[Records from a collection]
★ ★ ★ ★ ★
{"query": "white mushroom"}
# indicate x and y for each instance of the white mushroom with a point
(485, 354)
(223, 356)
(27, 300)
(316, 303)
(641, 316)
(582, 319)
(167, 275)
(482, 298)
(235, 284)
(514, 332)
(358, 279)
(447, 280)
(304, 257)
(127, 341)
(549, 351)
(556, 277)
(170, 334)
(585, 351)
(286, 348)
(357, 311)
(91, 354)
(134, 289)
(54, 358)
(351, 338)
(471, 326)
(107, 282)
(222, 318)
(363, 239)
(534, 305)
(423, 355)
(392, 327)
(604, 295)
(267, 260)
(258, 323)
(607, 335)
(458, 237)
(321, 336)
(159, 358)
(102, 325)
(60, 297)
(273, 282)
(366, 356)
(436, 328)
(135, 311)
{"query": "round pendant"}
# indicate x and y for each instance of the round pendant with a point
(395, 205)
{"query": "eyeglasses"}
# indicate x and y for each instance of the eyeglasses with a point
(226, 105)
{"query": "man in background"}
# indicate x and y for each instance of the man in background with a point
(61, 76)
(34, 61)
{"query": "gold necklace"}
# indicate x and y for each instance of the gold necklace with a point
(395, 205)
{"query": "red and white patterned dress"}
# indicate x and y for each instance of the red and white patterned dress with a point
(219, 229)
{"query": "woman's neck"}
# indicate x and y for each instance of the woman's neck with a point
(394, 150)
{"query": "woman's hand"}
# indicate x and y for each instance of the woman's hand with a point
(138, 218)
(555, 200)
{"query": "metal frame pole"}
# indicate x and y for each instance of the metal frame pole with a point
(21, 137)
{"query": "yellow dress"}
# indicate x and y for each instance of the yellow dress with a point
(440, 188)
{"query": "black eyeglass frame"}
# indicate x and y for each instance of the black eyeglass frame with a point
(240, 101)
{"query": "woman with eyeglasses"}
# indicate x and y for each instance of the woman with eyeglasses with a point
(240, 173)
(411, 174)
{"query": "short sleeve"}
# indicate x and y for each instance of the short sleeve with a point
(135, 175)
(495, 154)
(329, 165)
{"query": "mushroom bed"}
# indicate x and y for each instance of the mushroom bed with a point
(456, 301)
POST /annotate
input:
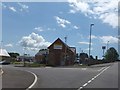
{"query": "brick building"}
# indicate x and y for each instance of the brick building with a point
(41, 56)
(61, 54)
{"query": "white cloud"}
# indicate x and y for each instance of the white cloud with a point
(87, 43)
(9, 45)
(75, 27)
(34, 42)
(111, 39)
(93, 37)
(23, 7)
(62, 22)
(13, 9)
(105, 10)
(40, 29)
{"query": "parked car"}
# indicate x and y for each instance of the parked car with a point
(4, 62)
(77, 61)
★ ★ ★ ★ ★
**Aim of the exercise**
Please print each of the records word for word, keeping the pictures out.

**Answer box**
{"query": "white mushroom"}
# indicate x and y for each instance of the white mushroom with a point
(485, 354)
(223, 356)
(27, 300)
(316, 303)
(641, 316)
(582, 319)
(167, 275)
(482, 298)
(235, 284)
(514, 332)
(358, 279)
(447, 280)
(304, 257)
(127, 341)
(549, 351)
(556, 277)
(170, 334)
(585, 351)
(286, 348)
(357, 311)
(91, 354)
(134, 289)
(54, 358)
(351, 338)
(471, 326)
(107, 282)
(222, 318)
(363, 239)
(534, 305)
(423, 355)
(392, 327)
(604, 295)
(267, 260)
(258, 323)
(607, 335)
(458, 237)
(321, 336)
(159, 358)
(102, 325)
(60, 297)
(273, 282)
(366, 356)
(436, 328)
(135, 311)
{"query": "round pendant"}
# indicate x and y for each instance of the round pendant with a point
(395, 205)
{"query": "eyeglasses"}
# indicate x and y for each instance of the eyeglasses with a point
(226, 105)
{"query": "man in background"}
# indicate x and y for each instance of the man in background with a point
(61, 76)
(34, 61)
{"query": "gold necklace"}
# indicate x and y for each instance of the gold necklace with a point
(395, 205)
{"query": "red and white patterned dress"}
# indicate x and y for each instance of the red and white patterned dress with a point
(219, 229)
{"query": "woman's neck"}
# indicate x and y for each instance of the woman's neck with a point
(394, 150)
{"query": "woman's hand"}
# indicate x and y for each instance of the woman's hand with a point
(138, 218)
(555, 200)
{"query": "metal frame pole"}
# indicate x and y for each instance of the metal frame pole with a point
(21, 137)
{"query": "yellow dress"}
# indicate x and y for each instance of the yellow dress with a point
(440, 188)
{"query": "black eyeglass frame"}
# indicate x and y for each instance of the black eyeglass frame with a point
(240, 101)
{"query": "woman with eyeglasses"}
# indicate x and y for each instance of the woman with eyeglasses with a point
(240, 173)
(411, 174)
{"query": "short sleeve"}
# indicate x and y for each instance of the short sleeve with a point
(135, 175)
(495, 154)
(329, 165)
{"query": "mushroom bed"}
# indicate x and y for each instance of the mushroom bed with a point
(456, 301)
POST /annotate
input:
{"query": "brick building"}
# indicate x and y for each instance of the brick building with a point
(41, 56)
(61, 54)
{"query": "white cloud"}
# indicate x and y for each instance of the white cloud with a point
(87, 43)
(9, 45)
(75, 27)
(34, 42)
(111, 39)
(93, 37)
(23, 7)
(62, 22)
(13, 9)
(105, 10)
(40, 29)
{"query": "parked car"}
# indicate x and y for each instance of the parked car with a point
(4, 62)
(77, 61)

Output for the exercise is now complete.